[THE TASK] Your answer should be only the lines below from the one with "Where can the wooden" to the one with "Where can the beckwith", repeated exactly, ends included.

Natural-language object grounding data:

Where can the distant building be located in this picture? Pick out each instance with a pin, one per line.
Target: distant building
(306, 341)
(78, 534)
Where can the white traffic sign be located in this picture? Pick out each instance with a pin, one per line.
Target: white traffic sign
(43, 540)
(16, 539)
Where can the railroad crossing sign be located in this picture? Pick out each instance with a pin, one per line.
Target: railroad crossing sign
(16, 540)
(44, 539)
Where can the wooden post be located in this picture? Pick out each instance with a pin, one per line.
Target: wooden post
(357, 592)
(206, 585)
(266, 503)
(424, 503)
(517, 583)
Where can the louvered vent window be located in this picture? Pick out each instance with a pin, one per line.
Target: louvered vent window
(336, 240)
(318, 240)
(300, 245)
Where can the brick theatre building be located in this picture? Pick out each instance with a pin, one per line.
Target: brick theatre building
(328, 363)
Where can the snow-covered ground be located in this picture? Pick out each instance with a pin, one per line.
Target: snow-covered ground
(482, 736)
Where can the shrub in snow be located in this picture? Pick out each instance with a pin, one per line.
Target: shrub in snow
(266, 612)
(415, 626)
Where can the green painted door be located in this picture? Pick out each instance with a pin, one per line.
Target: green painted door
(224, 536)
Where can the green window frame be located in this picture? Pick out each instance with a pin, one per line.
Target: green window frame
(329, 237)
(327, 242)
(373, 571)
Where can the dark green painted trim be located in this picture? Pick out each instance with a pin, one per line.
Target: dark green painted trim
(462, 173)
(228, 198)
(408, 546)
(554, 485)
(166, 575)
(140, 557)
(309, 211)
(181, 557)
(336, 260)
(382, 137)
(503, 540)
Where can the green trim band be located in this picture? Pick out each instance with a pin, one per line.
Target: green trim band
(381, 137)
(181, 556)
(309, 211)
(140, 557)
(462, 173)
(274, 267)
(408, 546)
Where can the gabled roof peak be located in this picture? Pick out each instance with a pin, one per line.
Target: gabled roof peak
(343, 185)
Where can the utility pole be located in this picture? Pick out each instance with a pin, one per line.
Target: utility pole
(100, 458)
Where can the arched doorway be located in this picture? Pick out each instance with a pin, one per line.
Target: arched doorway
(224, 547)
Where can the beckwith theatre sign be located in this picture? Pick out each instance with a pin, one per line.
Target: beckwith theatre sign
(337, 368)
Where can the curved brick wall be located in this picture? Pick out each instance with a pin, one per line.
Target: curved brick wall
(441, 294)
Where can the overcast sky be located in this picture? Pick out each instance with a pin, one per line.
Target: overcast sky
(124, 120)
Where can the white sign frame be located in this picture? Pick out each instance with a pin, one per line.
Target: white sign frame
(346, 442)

[TASK SOLUTION]
Where can the wooden post be located in this picture? Pick out each instance with a pin, one per line.
Target: wooden post
(357, 592)
(206, 585)
(266, 503)
(424, 503)
(517, 583)
Where can the louvered vent window be located in this picture? Pick out each instance with a pin, one per line.
Target: louvered vent window
(336, 240)
(318, 240)
(300, 245)
Where can the brick theatre building be located in this picture? Pick out each instance with a pin, one per line.
Target: brick theatre building
(328, 363)
Where can the snow-covered ground be located in this picture? Pick out each instance with a pin, one per line.
Target: snow-covered ground
(482, 736)
Where can the shrub in snow be located in this picture? Pick out each instance with a pin, one per line.
Target: shrub in snow
(266, 612)
(415, 626)
Where can the green painted door be located in this picture? Pick out each instance with a pin, one per line.
Target: green painted door
(224, 536)
Where can the green window frame be located in this picture? Pick out each instance with a pin, one per line.
Target: green window frame
(329, 237)
(327, 242)
(373, 571)
Where can the dark green painted trim be located in this picture? Pick out each instance with a pin, one per line.
Target: dark green painted trim
(462, 173)
(228, 198)
(408, 546)
(554, 485)
(166, 575)
(140, 557)
(309, 211)
(181, 557)
(336, 260)
(382, 137)
(503, 540)
Where can the green trim band be located in this picture? Pick out each instance with a pin, one per line.
Target: green trim band
(381, 137)
(181, 556)
(309, 211)
(140, 557)
(462, 173)
(274, 267)
(408, 546)
Where can the gabled roof peak be located in this picture? Pick out each instance with a pin, one per line.
Target: gabled roof peak
(343, 185)
Where can the utility pole be located in this picture? Pick out each instance with a pin, one per line.
Target: utility pole
(100, 458)
Where can the arched doorway be located in this picture? Pick out each instance with a pin, one per line.
Target: arched doorway
(224, 547)
Where can the beckwith theatre sign be located in this picture? Pick out each instance with a pin, one per line.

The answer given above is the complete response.